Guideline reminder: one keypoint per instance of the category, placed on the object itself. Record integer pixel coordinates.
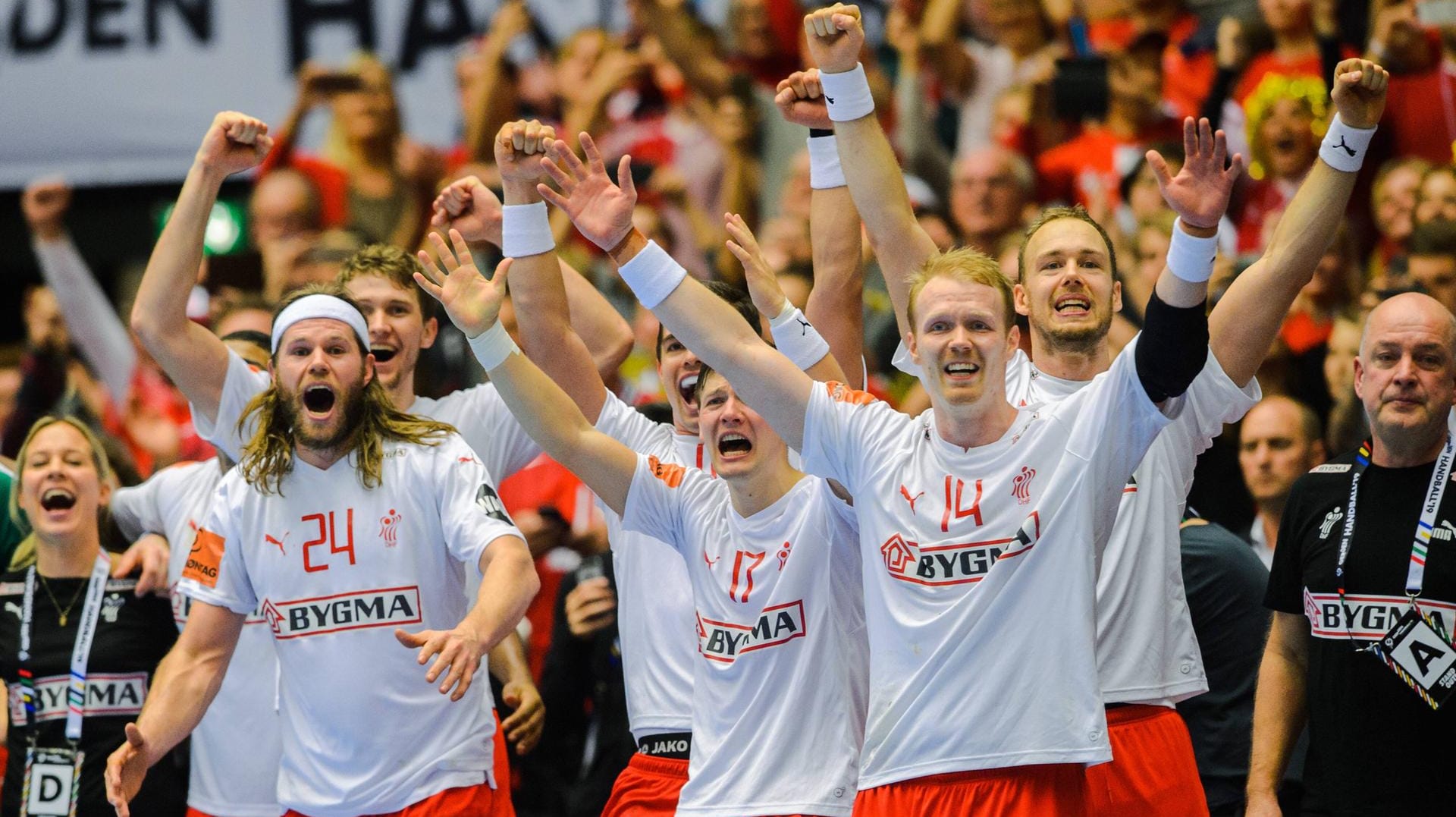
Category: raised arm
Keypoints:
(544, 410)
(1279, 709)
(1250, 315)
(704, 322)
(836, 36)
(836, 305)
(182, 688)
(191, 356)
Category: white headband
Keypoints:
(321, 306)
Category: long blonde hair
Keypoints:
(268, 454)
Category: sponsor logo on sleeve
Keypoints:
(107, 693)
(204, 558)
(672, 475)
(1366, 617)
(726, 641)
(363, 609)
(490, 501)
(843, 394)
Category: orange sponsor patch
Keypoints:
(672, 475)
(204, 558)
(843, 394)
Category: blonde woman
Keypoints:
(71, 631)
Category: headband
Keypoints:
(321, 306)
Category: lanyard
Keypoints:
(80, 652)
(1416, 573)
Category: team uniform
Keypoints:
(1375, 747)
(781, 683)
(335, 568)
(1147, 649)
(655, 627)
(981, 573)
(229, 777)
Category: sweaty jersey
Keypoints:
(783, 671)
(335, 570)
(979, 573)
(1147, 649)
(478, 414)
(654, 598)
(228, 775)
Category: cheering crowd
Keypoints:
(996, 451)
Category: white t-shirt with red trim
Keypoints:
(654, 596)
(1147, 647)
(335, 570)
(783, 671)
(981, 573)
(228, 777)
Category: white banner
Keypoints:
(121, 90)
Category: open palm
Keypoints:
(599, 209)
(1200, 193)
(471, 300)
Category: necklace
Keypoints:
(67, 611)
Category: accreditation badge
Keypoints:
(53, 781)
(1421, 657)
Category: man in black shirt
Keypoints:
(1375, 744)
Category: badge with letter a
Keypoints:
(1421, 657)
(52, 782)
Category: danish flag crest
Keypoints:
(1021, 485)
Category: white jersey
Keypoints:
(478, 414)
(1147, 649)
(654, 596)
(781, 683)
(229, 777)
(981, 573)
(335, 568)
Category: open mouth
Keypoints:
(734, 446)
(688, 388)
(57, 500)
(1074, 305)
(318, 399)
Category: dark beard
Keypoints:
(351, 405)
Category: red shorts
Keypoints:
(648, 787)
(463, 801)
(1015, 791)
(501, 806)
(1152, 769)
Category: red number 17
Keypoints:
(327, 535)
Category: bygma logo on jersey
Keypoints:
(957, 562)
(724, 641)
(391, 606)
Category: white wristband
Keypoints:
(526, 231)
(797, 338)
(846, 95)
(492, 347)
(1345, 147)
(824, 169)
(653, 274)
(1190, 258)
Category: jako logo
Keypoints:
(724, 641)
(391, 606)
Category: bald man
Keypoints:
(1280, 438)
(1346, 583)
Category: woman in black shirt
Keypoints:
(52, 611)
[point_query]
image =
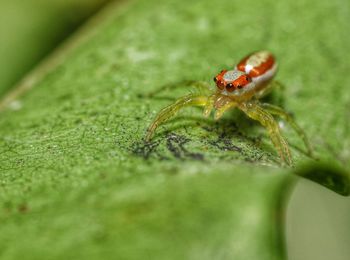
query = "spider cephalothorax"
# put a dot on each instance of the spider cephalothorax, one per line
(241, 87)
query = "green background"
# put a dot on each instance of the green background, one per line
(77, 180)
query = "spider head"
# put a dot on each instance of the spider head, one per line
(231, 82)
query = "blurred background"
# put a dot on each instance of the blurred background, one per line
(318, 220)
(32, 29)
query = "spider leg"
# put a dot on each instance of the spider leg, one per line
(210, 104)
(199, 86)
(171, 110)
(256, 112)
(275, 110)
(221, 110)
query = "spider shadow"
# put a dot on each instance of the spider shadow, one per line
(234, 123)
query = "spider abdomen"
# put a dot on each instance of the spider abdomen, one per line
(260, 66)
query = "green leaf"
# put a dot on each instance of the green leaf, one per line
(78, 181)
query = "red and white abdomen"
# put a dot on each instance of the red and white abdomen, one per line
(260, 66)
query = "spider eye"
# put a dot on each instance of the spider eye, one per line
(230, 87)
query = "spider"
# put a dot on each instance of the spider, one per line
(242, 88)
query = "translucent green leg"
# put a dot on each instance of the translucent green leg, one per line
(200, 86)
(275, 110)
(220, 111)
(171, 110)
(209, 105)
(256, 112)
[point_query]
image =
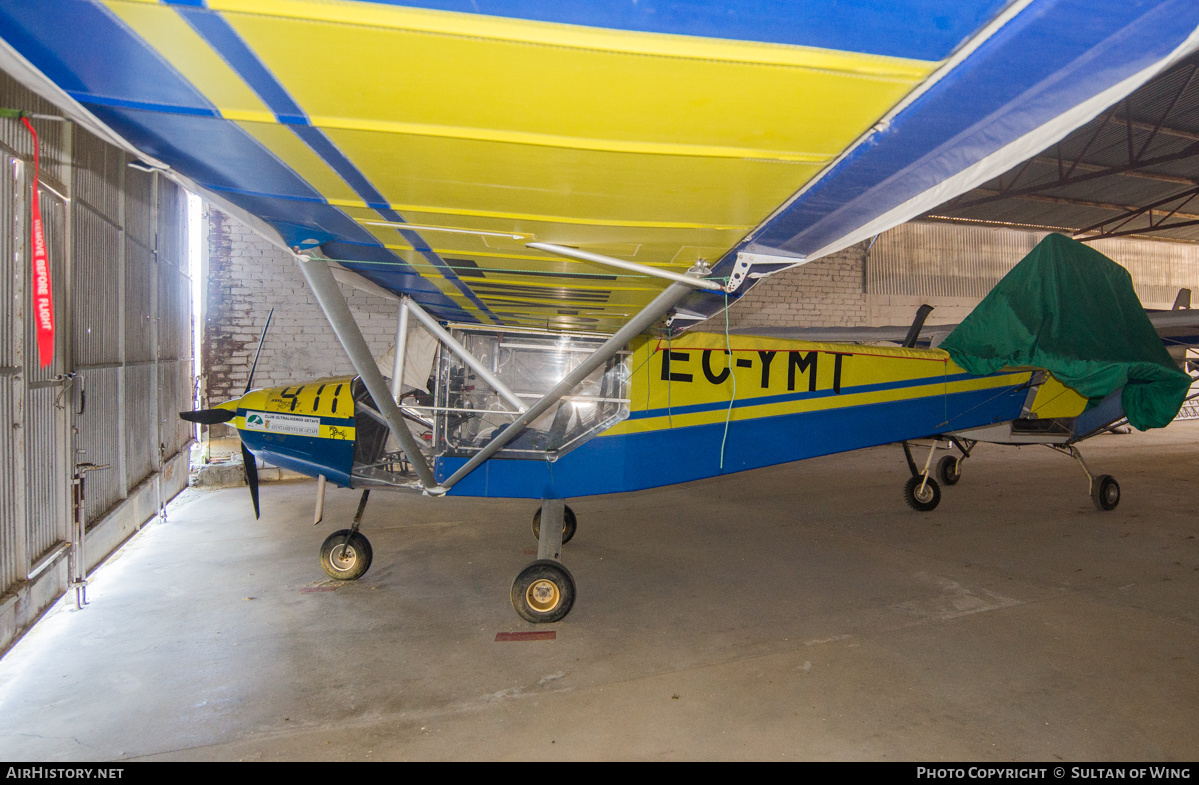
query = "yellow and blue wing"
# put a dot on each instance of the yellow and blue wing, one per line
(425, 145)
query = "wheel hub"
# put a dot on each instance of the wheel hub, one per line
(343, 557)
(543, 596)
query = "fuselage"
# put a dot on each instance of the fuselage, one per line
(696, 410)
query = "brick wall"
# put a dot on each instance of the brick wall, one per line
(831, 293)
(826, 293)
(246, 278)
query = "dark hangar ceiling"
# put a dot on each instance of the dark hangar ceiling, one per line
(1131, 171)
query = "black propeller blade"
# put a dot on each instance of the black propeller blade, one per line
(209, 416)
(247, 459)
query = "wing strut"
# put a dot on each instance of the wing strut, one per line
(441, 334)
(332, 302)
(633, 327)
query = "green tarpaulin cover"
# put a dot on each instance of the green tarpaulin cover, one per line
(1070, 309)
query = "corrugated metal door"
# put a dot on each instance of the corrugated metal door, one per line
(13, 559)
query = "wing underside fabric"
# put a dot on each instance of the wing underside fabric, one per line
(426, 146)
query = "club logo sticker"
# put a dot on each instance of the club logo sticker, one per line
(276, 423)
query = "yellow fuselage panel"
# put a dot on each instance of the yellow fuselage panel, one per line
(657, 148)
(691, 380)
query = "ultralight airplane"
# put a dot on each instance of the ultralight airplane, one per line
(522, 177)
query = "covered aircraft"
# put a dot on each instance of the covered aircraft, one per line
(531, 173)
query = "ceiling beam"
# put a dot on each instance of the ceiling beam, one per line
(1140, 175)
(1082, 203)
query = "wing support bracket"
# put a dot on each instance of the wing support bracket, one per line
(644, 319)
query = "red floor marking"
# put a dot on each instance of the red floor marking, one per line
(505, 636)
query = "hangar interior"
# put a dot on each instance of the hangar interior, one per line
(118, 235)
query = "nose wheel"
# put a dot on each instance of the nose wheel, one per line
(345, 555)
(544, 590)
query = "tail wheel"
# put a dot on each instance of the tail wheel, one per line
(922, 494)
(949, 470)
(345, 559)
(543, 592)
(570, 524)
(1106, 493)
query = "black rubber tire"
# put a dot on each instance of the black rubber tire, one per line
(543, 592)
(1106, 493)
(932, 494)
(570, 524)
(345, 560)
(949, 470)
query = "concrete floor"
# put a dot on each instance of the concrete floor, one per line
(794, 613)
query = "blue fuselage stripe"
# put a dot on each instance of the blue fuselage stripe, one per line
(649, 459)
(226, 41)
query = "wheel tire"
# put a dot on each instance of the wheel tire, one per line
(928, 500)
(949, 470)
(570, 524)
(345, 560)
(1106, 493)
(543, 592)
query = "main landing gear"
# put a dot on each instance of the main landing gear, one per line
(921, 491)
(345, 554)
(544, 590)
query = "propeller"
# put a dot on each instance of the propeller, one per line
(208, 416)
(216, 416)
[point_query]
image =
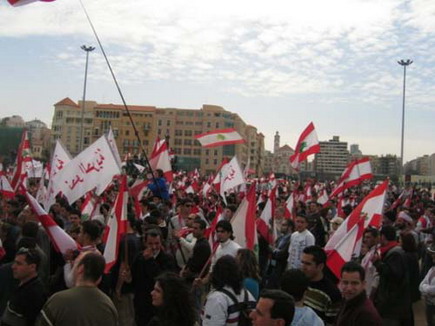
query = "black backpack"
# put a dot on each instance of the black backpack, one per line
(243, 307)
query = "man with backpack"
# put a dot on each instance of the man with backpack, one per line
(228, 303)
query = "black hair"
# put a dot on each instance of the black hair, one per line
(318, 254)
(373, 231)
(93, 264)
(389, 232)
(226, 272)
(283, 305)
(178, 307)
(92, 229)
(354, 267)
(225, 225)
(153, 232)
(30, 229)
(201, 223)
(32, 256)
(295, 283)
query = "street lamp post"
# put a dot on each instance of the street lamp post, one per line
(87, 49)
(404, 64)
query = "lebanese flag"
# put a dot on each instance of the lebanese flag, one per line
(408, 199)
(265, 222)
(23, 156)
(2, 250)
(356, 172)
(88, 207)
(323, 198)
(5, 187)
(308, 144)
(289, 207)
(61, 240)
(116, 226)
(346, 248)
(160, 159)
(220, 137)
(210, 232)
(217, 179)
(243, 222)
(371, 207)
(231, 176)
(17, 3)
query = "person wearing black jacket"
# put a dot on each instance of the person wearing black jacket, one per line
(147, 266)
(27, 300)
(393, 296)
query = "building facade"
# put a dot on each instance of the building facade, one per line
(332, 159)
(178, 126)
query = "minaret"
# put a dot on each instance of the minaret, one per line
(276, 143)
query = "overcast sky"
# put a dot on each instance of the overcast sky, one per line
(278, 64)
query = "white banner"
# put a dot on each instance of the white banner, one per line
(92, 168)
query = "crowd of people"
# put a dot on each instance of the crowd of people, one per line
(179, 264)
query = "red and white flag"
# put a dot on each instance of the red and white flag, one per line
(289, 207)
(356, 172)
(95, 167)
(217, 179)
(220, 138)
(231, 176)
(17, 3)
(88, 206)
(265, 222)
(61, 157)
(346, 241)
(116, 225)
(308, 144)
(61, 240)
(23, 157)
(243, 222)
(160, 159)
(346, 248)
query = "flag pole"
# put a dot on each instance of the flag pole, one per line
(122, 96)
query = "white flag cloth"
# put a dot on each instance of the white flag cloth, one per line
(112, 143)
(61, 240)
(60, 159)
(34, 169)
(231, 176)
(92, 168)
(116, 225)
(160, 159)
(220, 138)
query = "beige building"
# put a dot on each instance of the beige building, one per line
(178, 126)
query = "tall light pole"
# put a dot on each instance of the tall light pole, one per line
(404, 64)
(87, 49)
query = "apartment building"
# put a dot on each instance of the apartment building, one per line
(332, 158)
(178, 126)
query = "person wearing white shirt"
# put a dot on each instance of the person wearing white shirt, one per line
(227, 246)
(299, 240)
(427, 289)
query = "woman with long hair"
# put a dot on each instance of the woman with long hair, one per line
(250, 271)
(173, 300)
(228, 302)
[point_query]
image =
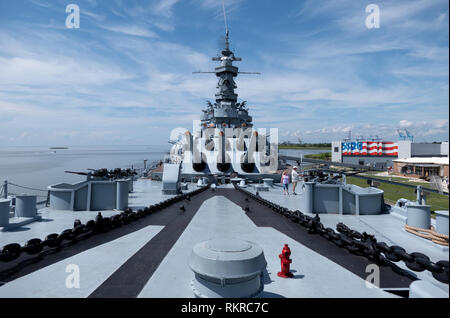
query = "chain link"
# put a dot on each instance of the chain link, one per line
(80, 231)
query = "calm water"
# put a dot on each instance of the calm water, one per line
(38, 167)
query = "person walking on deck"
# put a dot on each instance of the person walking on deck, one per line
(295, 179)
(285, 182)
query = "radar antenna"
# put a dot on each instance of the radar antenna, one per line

__________

Reproduce the material above from its first line through the line containing "Category: open palm", both ends included, and skip every picture.

_Result of this exercise_
Guideline reminder: one keypoint per instance of the category, placed on the object itself. Record integer pixel coordinates.
Category: raised arm
Keypoints:
(544, 410)
(1279, 709)
(1250, 315)
(704, 322)
(836, 36)
(836, 305)
(182, 688)
(191, 356)
Category: white headband
Keypoints:
(321, 306)
Category: long blonde hair
Keypoints:
(268, 454)
Category: sponsor logo on sleeve
Keypoints:
(107, 693)
(204, 558)
(672, 475)
(1366, 617)
(726, 641)
(363, 609)
(490, 501)
(843, 394)
Category: orange sponsor patch
Keypoints:
(672, 475)
(204, 558)
(843, 394)
Category: blonde woman
Keypoints:
(71, 631)
Category: headband
Keypoints:
(321, 306)
Category: lanyard
Keypoints:
(80, 652)
(1416, 573)
Category: team uniform
Keypoints:
(1375, 747)
(781, 683)
(335, 568)
(1147, 649)
(655, 627)
(981, 573)
(229, 777)
Category: sweaty jersey
Keypoints:
(783, 671)
(335, 570)
(979, 573)
(1147, 649)
(478, 414)
(654, 598)
(228, 775)
Category: cheering crowd
Keypoints:
(996, 451)
Category: white t-shirt with red trim
Keypoints:
(654, 596)
(1147, 647)
(335, 570)
(783, 671)
(981, 573)
(228, 777)
Category: white banner
Keypoints:
(121, 90)
Category: open palm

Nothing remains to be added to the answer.